> FRAGEN ZUM TEXT
• a. Beantworten Sie kurz diese Fragen zum Textauszug:
(i) Wie viele Personaler wurden für die Studie befragt?
(ii) Bei welchem Unternehmen arbeitet der Personaler, der mit „Betonen Sie, wie Ihre Forschung konkrete Auswirkungen auf Produkte gehabt hat oder haben kann“ zitiert wird?
(iii) Welches Wort soll man laut Punkt 1 im Lebenslauf verwenden?
• b. Bei welchen Unternehmen betreuen die befragten Personaler laut dem Textauszug die Bewerbungen? Nennen Sie alle.

--- TEXTAUSZUG ---

Praktikum bei einem Top-Tech-Unternehmen: So klappt’s!
Nicht nur Investmentbanken schielen vor allem auf Elite-Studierende aus der oberen Mittelklasse – bei den großen Tech-Unternehmen ist es genauso. Eine neue Studie zeigt: Wer einen Praktikumsplatz bei Google, Amazon, Facebook und Co. ergattern will, muss belegen (oder auch: faken), dass er oder sie dem Raster entspricht.
Die Studie*, die von Wissenschaftlern an der University of California Irvine (UCI) durchgeführt wurde, untersucht die sogenannten „class biases“ (also den Hang, Leute aus bestimmten sozialen Schichten zu bevorzugen) in großen Tech-Unternehmen. Zwei Doktoranden aus dem Fach Computer Science an der UCI befragten 36 Personaler, die bei Google, Microsoft, Facebook und Amazon die Bewerbungen für „Elite Doktoranden“-Praktikantenplätze betreuen. Die Studie untersuchte Bewerbungen für Aufgaben im UX-Bereich, ist aber genauso auf andere Product- oder Entwicklerstellen übertragbar.
Die Wissenschaftler fanden heraus: Wer den Einstieg in einem Top-Technologie-Unternehmen schaffen will, sollte ein paar Techniken beherzigen – sowohl beim Verfassen des Lebenslaufs als auch bei der Selbstdarstellung im Bewerbungsgespräch.
1. Verwenden Sie im Lebenslauf das Wort „impact“ (Effekt) und zeigen Sie so, dass Sie konkrete Handlungsempfehlungen entwickeln können
Die Studie stellte fest, dass die Personaler voreingenommen waren gegenüber Studierenden, die zu sehr auf reine (schriftliche) Forschung, die sich nicht in die reale Welt übertragen ließ, fixiert waren. Hier wurden immer wieder betont, wie wichtig es sei, dass die Bewerber einen „impact“ hätten.
„Betonen Sie, wie Ihre Forschung konkrete Auswirkungen auf Produkte gehabt hat oder haben kann“, so ein Personaler bei Google. „Wenn Sie über Ihre Forschung sprechen, müssen Sie daraus im Gespräch mit Wirtschaftsvertretern konkret umsetzbare Empfehlungen ableiten. Es geht darum, in der realen Welt Veränderungen anzustoßen.“
Die Personaler betonten, dass Bewerber mit akademischem Hintergrund oft ein Coaching benötigen, um zu überlegen, wie sie ihre Forschungsergebnisse in „branchenrelevante Handlungsempfehlungen“ umsetzen können, die tatsächlich Veränderungen in der realen Welt bewirken.

--- ROHDATEN ---

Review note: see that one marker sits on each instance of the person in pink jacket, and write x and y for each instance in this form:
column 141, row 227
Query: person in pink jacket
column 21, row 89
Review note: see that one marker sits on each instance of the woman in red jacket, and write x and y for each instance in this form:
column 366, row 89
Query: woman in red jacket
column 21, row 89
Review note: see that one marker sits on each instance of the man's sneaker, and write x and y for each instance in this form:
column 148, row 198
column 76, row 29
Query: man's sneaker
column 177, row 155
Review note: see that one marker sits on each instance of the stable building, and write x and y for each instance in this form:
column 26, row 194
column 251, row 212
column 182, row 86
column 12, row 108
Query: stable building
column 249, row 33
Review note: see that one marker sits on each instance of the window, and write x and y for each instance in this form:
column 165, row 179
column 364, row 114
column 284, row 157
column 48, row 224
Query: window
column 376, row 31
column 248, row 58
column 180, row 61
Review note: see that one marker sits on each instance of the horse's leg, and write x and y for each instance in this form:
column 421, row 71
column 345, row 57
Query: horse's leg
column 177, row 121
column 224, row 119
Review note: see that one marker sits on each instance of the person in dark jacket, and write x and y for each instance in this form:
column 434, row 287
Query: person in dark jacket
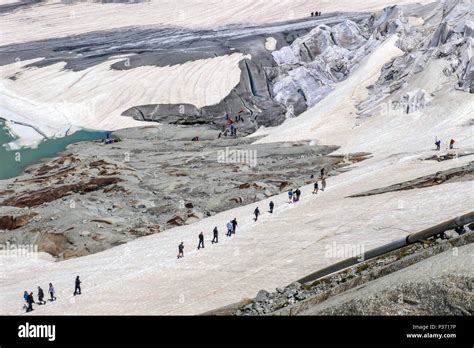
column 256, row 213
column 51, row 292
column 181, row 250
column 30, row 300
column 316, row 188
column 77, row 288
column 234, row 225
column 298, row 194
column 216, row 235
column 41, row 296
column 201, row 241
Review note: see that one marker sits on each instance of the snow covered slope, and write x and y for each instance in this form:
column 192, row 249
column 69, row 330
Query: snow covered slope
column 57, row 19
column 144, row 277
column 57, row 100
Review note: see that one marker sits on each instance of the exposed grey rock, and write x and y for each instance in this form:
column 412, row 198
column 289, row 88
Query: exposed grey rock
column 261, row 296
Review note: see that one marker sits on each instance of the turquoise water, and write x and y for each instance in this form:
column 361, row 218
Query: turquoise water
column 12, row 163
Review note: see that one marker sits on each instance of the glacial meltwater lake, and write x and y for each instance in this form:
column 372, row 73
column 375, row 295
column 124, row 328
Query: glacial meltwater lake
column 13, row 162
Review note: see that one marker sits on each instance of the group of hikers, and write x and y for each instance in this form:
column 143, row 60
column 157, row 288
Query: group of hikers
column 231, row 125
column 29, row 299
column 294, row 196
column 438, row 144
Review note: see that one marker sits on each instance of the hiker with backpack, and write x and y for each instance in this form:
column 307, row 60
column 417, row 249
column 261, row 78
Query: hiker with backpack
column 316, row 188
column 181, row 250
column 256, row 213
column 201, row 241
column 51, row 292
column 77, row 288
column 215, row 239
column 230, row 228
column 41, row 296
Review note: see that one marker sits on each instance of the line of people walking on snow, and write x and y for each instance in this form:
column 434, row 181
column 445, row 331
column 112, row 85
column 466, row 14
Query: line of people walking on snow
column 29, row 297
column 294, row 196
column 231, row 125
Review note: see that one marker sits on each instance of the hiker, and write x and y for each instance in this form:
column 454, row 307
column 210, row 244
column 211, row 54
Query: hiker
column 230, row 227
column 290, row 196
column 30, row 300
column 215, row 239
column 451, row 144
column 181, row 250
column 316, row 188
column 256, row 213
column 77, row 289
column 41, row 296
column 51, row 292
column 298, row 194
column 234, row 225
column 201, row 241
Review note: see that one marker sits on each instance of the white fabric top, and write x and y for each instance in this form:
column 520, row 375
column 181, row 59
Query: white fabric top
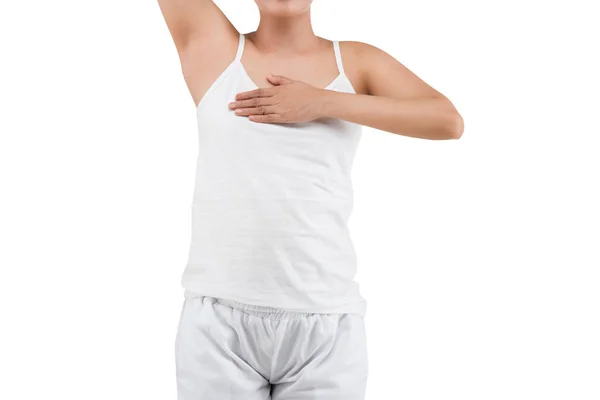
column 271, row 205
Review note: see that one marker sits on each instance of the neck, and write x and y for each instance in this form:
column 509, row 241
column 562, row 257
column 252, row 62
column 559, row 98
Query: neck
column 285, row 33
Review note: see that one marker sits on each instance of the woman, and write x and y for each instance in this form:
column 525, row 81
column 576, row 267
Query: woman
column 271, row 308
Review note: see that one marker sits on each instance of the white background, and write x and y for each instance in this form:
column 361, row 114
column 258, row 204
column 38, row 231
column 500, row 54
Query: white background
column 479, row 258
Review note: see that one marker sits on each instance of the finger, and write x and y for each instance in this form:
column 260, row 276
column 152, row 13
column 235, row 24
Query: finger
column 267, row 118
column 254, row 102
column 261, row 110
column 260, row 92
column 279, row 79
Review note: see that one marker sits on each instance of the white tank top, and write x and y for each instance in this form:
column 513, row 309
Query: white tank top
column 271, row 205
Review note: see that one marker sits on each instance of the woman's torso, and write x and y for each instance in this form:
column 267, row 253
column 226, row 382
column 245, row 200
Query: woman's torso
column 271, row 205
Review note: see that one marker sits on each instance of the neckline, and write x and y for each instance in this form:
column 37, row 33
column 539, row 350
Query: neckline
column 249, row 79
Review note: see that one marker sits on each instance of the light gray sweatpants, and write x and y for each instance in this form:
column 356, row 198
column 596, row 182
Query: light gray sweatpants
column 232, row 351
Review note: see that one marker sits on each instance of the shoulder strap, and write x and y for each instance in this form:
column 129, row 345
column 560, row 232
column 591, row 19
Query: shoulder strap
column 338, row 56
column 238, row 56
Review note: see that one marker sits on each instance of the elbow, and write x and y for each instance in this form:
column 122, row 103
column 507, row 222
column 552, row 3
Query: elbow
column 456, row 126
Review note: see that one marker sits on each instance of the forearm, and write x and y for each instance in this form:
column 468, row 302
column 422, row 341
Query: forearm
column 432, row 118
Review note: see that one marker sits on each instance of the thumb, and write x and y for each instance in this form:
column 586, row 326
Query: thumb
column 278, row 79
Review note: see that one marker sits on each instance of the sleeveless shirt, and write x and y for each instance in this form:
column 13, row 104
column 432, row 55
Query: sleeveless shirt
column 271, row 204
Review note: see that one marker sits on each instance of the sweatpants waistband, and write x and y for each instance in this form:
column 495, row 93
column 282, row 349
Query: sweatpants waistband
column 258, row 311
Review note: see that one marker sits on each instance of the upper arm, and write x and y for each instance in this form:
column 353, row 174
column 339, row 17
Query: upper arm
column 196, row 20
column 380, row 74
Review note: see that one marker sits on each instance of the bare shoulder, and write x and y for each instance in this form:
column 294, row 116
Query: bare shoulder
column 375, row 71
column 358, row 57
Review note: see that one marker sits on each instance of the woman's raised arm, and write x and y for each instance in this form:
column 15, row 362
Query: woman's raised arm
column 198, row 22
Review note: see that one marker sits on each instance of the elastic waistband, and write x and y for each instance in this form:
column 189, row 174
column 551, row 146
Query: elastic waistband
column 258, row 311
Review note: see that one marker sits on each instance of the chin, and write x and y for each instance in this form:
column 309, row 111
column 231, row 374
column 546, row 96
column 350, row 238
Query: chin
column 284, row 8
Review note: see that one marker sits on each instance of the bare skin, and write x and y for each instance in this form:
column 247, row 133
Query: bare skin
column 291, row 68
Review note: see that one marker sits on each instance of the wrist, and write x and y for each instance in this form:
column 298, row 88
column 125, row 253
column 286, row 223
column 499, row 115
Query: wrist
column 325, row 103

---

> LÖSUNGEN
• a.
(i) 36
(ii) Google
(iii) „impact“ (Effekt)

• b. Google, Microsoft, Facebook, Amazon